RECORDS >>
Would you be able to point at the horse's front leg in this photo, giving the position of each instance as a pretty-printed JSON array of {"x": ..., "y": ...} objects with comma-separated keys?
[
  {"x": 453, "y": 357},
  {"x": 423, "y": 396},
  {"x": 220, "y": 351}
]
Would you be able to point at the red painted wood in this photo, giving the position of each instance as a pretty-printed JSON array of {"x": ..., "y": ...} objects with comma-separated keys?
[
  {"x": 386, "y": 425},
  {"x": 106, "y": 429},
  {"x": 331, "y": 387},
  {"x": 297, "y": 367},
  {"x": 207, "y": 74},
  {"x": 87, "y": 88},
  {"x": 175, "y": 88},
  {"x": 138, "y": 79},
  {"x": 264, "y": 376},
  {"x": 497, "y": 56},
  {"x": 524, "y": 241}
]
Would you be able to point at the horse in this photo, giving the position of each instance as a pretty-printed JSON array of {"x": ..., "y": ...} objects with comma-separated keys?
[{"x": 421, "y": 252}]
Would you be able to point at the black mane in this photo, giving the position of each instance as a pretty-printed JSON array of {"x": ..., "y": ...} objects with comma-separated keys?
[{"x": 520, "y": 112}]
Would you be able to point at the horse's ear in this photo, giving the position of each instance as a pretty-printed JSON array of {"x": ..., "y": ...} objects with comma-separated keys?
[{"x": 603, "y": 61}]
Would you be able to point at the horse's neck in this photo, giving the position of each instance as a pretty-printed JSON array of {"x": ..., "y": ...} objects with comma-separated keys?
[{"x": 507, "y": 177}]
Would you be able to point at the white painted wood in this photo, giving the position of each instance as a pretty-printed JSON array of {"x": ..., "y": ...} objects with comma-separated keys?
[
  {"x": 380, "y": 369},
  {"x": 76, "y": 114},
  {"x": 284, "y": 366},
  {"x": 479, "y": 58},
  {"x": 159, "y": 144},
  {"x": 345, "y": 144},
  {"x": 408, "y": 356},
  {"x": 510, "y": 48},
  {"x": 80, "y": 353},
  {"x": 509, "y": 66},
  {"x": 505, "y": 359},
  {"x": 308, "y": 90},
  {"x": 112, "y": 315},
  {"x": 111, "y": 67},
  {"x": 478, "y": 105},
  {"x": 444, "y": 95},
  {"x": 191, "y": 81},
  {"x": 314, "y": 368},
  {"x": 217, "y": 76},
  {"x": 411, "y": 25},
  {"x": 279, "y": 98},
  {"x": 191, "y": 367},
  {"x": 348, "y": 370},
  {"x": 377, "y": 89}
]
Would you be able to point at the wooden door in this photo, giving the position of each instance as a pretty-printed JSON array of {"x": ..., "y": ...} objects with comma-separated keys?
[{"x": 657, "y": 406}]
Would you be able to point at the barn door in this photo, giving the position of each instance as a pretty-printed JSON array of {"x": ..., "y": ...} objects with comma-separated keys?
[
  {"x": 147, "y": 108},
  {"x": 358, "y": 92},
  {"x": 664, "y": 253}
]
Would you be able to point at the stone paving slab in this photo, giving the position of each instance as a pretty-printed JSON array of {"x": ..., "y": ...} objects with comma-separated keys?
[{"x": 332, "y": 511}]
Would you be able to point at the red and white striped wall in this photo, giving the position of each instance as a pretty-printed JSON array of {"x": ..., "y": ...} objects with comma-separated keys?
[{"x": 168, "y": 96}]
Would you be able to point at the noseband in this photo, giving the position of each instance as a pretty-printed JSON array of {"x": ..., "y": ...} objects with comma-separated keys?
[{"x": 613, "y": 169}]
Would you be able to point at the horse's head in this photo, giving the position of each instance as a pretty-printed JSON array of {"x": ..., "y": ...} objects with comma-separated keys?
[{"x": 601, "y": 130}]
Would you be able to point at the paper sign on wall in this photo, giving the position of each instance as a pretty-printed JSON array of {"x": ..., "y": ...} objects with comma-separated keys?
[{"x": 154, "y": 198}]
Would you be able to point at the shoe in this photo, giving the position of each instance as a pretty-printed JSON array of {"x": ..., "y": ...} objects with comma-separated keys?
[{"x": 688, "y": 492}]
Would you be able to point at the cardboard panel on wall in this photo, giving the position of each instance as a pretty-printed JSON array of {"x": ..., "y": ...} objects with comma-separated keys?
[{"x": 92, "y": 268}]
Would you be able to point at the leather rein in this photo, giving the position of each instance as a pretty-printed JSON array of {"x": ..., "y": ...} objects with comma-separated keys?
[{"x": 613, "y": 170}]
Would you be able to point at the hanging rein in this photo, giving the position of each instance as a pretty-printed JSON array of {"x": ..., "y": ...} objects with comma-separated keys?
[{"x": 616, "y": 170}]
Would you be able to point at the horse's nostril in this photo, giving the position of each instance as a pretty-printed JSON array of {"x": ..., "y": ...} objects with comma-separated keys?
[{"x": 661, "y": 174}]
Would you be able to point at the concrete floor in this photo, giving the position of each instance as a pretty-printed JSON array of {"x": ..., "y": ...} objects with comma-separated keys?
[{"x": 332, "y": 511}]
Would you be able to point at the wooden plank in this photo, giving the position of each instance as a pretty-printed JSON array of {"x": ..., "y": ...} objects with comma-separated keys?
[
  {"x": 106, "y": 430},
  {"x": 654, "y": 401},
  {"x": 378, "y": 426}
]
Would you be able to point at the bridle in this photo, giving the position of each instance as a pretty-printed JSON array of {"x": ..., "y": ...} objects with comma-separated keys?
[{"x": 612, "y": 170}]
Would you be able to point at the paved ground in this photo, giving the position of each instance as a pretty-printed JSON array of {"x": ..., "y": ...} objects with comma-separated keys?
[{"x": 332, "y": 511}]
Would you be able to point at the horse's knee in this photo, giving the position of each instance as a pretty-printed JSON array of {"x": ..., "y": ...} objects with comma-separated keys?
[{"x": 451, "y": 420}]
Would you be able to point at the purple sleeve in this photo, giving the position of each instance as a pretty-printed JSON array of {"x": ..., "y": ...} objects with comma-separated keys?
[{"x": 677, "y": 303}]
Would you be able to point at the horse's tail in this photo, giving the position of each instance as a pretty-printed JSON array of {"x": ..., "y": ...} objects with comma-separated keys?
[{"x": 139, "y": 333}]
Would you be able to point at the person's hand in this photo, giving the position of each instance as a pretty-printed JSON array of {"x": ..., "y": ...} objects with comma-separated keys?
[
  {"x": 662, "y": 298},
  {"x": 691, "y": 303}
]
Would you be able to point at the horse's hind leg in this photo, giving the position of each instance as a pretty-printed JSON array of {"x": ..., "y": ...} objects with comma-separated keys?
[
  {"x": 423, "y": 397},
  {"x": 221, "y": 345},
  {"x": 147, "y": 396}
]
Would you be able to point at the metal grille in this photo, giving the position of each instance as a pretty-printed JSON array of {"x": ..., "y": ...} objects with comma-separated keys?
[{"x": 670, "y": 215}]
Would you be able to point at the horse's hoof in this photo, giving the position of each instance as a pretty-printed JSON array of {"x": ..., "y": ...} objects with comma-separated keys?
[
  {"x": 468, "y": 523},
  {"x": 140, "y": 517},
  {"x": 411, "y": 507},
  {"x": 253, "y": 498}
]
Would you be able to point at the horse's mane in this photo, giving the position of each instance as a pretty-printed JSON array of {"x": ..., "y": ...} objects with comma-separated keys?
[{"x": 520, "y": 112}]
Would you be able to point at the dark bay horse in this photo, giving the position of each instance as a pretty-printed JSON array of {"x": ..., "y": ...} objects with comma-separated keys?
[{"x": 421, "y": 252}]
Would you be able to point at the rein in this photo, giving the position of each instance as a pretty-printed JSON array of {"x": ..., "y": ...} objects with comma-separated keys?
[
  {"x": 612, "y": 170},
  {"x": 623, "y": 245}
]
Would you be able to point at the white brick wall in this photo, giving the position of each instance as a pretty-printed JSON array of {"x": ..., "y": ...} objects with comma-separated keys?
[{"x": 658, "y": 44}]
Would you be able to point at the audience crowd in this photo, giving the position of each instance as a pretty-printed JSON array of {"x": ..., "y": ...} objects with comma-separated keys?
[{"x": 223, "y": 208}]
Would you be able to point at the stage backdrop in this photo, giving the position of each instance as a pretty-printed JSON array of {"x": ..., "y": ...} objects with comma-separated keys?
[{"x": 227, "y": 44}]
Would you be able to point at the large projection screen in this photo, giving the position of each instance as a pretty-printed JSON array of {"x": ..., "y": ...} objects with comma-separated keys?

TASK PROMPT >> Retype exactly the line with "Would you be able to point at the horse's hoof" and each line after it until the records end, and include no other line.

EXERCISE RESULT >>
Would you be able to point at the horse's hoof in this photo, giving the position of each instance as a pretty-printed JSON array of {"x": ..., "y": ...} objects with comma-separated keys?
[
  {"x": 468, "y": 523},
  {"x": 140, "y": 517},
  {"x": 411, "y": 507},
  {"x": 253, "y": 498}
]
Would you be able to point at the horse's mane in this photo, giving the position of each instance as a pretty-printed JSON array of {"x": ..., "y": ...} objects with comma-separated keys?
[{"x": 520, "y": 112}]
Would you be able to point at the dark bay horse in this photo, giving the position of each instance as a pretty-printed JSON array of {"x": ..., "y": ...} objects with comma-separated keys?
[{"x": 421, "y": 252}]
Would you be able to point at the rein in this photo, giving the position of each instance as a pretty-printed JSON array of {"x": ..., "y": ...} objects with comma-separated keys?
[
  {"x": 612, "y": 170},
  {"x": 623, "y": 245}
]
Would you be able to point at the white brick wall in this photo, giving the position of each instance as a pretty-printed JSON array of {"x": ..., "y": ...} objects with comma-separated keys?
[{"x": 658, "y": 44}]
Would you be able to point at the audience crowd in this photo, giving the position of each instance as a pretty-printed JSON array of {"x": ..., "y": ...} objects with comma-separated keys?
[{"x": 223, "y": 208}]
Would you be able to point at the stage backdrop in this photo, giving the position of each instance as a pretty-printed JSON array of {"x": ..., "y": ...} objects with comma-separated keys?
[{"x": 227, "y": 44}]
Would you be able to point at the large projection screen in this photo, giving the position of each instance as a pretty-printed JSON array of {"x": ..., "y": ...} objects with comma-separated keys?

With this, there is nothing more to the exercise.